Directions
A - According to the forum thread, about how many software packages does the image resembling a section of a mouse brain represent?
B - In the forum thread, swap "mouse brain" for "human brain" and write out the passage starting at "how is this" and ending at "46000 software packages.".
C - Translate this sentence from the forum thread into Spanish: "What looks remotely like the section of a mouse brain actually represents around 46000 software packages."

Passage to read
Visualizing nixpkgs dependencies

srtcd424 · May 7, 2024, 9:22pm

I was wondering if anyone had done any analysis of nixpkgs as a giant dependency graph, and of course it turns out the folks at Tweag have already been there. If nothing else, they have fantastic graphics! It also demonstates a little what we’re letting ourselves in for

Sigma · May 7, 2024, 10:50pm

From Construction and analysis of the build and runtime dependency graph of nixpkgs

[…] some derivations have buildInputs or propagatedBuildInputs that contain themselves

how is this possible, this blow my mind

Sigma · May 7, 2024, 10:53pm

From Mapping a Universe of Open Source Software

What looks remotely like the section of a mouse brain actually represents around 46000 software packages.

The post was published in 2019, so in the span of 5 years, we have tripled the count of packages, that’s insane :o

Jeff · May 9, 2024, 4:07am

I didnt know about those two links! And I should’ve because Ive spent a ton of time trying to recurse across packages.

For determining whether or not to recurse, we can rely on recurseForDerivations and recurseForRelease attributes. There are important sets of derivations that are not derivations while their both recurse attributes are false, such as python3Packages

Its weird he says we can rely on it, and then immediately says an example of how it can’t be relied on. I know in my experience it is unreliable, and I don’t think his whitelist is exhaustive because some packages appear for the first time 4 attributes deep. He did a good job, but nixpkgs even in 2022 was is more messy than what he presented.

Source data

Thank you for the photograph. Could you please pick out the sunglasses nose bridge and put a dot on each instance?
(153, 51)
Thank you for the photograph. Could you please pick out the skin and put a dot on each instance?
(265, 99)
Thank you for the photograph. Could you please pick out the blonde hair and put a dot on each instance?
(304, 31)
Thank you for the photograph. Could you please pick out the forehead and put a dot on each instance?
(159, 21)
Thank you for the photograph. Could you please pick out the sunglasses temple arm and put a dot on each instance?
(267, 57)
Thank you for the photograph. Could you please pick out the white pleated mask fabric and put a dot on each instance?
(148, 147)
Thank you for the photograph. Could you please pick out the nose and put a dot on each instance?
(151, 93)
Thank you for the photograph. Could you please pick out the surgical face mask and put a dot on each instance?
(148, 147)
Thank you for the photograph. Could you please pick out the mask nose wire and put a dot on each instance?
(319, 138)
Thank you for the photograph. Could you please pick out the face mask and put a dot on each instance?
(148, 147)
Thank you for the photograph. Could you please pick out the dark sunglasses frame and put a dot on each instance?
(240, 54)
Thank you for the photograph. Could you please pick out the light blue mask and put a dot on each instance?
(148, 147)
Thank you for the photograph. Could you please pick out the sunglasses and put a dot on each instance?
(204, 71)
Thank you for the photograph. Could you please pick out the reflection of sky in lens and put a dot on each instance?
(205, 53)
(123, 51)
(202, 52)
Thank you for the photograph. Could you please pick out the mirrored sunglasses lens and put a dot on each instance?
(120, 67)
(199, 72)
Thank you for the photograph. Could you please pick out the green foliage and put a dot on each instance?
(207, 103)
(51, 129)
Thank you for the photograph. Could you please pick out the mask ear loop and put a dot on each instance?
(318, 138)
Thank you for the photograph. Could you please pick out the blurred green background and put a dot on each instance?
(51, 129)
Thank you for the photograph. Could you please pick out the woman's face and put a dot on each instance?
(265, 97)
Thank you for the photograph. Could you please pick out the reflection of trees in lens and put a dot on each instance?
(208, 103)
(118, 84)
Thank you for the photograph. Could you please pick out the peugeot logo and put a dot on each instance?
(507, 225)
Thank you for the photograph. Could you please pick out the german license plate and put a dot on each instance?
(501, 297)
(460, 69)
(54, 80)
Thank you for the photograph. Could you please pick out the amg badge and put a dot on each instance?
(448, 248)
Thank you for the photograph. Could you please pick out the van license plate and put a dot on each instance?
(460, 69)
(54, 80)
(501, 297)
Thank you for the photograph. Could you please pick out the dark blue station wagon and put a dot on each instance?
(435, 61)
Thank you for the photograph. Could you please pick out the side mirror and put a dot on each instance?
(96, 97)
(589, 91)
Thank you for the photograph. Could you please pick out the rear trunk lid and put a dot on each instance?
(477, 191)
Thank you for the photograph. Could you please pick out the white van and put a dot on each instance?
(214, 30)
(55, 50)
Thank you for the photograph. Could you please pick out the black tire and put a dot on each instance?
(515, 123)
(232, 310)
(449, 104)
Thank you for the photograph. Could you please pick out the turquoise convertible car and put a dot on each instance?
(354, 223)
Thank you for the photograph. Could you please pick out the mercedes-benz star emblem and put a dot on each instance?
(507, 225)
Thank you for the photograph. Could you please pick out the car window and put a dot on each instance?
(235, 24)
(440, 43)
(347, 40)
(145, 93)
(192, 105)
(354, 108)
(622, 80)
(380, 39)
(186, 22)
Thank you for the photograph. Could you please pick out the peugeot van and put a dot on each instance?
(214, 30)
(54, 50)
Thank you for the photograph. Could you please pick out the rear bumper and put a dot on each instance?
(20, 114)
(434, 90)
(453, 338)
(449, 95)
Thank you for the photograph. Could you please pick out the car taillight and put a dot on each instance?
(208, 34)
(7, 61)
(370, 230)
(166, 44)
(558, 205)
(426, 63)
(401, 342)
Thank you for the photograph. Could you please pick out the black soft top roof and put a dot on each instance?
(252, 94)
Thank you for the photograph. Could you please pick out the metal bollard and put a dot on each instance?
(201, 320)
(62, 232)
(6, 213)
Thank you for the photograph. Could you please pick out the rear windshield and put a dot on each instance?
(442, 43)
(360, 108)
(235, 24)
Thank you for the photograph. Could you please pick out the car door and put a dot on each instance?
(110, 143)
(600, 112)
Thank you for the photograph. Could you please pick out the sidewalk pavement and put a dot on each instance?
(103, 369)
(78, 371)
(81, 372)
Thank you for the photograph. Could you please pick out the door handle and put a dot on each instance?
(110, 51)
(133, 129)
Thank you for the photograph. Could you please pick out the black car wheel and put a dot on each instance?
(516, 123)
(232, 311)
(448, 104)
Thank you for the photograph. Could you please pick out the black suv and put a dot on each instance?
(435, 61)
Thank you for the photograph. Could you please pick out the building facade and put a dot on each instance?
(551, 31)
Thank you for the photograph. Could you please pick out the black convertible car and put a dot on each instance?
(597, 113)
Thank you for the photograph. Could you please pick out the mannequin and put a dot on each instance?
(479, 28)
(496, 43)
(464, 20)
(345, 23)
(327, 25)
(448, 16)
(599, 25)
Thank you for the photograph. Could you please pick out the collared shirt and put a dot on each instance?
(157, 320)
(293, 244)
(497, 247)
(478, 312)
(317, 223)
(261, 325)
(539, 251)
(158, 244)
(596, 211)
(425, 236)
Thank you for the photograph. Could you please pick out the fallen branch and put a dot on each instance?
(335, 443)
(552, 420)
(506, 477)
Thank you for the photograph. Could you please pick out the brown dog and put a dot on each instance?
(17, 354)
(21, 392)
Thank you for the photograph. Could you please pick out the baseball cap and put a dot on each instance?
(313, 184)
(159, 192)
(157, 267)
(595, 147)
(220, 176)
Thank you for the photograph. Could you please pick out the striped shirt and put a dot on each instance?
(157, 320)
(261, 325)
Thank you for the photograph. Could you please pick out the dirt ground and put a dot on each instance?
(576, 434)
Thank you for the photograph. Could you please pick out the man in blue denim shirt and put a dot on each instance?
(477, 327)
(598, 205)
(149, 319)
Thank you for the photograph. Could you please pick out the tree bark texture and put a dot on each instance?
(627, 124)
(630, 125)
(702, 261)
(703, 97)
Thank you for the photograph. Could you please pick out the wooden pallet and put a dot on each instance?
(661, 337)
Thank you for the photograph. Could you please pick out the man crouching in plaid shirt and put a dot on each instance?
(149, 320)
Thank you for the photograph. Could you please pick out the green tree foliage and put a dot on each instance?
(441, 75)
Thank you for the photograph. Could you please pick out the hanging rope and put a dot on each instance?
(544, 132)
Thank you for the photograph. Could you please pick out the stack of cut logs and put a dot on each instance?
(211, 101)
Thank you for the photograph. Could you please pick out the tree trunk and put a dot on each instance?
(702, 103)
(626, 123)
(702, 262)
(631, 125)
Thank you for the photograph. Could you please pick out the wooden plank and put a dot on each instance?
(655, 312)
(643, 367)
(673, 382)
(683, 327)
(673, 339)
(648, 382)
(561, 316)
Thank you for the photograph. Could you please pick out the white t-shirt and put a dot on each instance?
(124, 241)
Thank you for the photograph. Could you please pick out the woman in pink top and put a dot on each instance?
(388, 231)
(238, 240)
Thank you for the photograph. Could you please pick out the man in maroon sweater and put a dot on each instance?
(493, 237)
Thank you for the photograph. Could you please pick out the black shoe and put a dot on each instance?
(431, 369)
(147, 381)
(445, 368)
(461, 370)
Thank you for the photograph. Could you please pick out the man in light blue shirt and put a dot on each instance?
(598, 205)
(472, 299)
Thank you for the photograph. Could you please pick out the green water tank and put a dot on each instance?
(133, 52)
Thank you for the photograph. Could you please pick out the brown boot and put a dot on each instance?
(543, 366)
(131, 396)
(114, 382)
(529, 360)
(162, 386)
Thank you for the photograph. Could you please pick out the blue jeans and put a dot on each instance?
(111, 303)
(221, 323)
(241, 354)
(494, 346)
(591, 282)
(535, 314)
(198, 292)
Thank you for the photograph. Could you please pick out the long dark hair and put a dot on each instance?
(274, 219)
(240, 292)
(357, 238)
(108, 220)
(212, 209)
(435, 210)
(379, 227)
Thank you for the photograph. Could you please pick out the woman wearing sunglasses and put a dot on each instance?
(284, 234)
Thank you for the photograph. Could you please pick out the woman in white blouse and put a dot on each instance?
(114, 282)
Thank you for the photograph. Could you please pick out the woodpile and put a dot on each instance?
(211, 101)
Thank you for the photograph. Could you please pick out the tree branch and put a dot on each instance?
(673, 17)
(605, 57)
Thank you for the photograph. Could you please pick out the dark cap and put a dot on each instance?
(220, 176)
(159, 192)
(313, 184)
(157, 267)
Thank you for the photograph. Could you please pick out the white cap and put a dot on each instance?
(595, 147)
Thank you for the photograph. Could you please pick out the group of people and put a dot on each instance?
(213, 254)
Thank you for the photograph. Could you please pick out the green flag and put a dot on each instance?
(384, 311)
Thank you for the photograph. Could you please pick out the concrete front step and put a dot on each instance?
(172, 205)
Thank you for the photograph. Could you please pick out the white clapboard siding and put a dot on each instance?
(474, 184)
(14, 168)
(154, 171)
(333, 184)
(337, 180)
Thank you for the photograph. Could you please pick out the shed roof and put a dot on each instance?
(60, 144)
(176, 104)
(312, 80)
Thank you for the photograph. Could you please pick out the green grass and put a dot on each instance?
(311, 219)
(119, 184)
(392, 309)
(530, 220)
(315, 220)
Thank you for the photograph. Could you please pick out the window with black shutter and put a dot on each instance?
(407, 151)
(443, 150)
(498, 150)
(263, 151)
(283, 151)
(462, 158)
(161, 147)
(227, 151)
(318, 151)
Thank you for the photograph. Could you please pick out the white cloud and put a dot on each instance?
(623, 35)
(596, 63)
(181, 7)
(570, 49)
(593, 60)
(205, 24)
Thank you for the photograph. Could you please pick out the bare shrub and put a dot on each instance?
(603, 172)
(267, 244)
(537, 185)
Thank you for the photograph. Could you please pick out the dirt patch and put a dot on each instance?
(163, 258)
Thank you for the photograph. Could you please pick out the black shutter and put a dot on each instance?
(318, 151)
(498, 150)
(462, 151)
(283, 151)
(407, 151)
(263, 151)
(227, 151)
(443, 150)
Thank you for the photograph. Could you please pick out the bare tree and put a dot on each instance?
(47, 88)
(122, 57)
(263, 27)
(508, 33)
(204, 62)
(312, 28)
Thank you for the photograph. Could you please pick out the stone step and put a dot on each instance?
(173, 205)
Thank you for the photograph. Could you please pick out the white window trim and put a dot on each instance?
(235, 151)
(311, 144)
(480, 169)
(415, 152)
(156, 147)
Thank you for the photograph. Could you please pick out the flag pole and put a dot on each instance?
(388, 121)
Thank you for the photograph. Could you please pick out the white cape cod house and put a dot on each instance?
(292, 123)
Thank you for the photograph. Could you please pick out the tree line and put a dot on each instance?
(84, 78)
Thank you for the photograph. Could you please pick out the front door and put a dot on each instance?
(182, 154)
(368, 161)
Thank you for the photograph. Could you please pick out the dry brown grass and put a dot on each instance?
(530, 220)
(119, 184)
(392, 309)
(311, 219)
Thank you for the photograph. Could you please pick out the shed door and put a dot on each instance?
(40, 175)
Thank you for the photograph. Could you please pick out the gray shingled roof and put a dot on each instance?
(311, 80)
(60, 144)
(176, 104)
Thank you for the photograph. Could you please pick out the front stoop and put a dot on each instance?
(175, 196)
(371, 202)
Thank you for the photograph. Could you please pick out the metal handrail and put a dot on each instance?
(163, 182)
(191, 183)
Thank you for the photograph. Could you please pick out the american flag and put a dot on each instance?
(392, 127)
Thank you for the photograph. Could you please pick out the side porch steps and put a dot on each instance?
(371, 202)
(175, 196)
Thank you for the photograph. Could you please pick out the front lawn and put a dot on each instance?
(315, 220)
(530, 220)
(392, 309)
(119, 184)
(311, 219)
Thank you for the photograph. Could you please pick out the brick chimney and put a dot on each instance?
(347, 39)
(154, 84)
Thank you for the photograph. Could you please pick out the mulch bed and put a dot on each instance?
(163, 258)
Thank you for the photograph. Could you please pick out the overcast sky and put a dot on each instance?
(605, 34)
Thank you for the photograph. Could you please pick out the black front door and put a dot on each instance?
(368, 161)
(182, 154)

Answers by task
A - Around 46000 software packages.

B -
how is this possible, this blow my mind

Sigma · May 7, 2024, 10:53pm

From Mapping a Universe of Open Source Software

What looks remotely like the section of a human brain actually represents around 46000 software packages.

C - Lo que se parece vagamente a la sección de un cerebro de ratón en realidad representa alrededor de 46000 paquetes de software.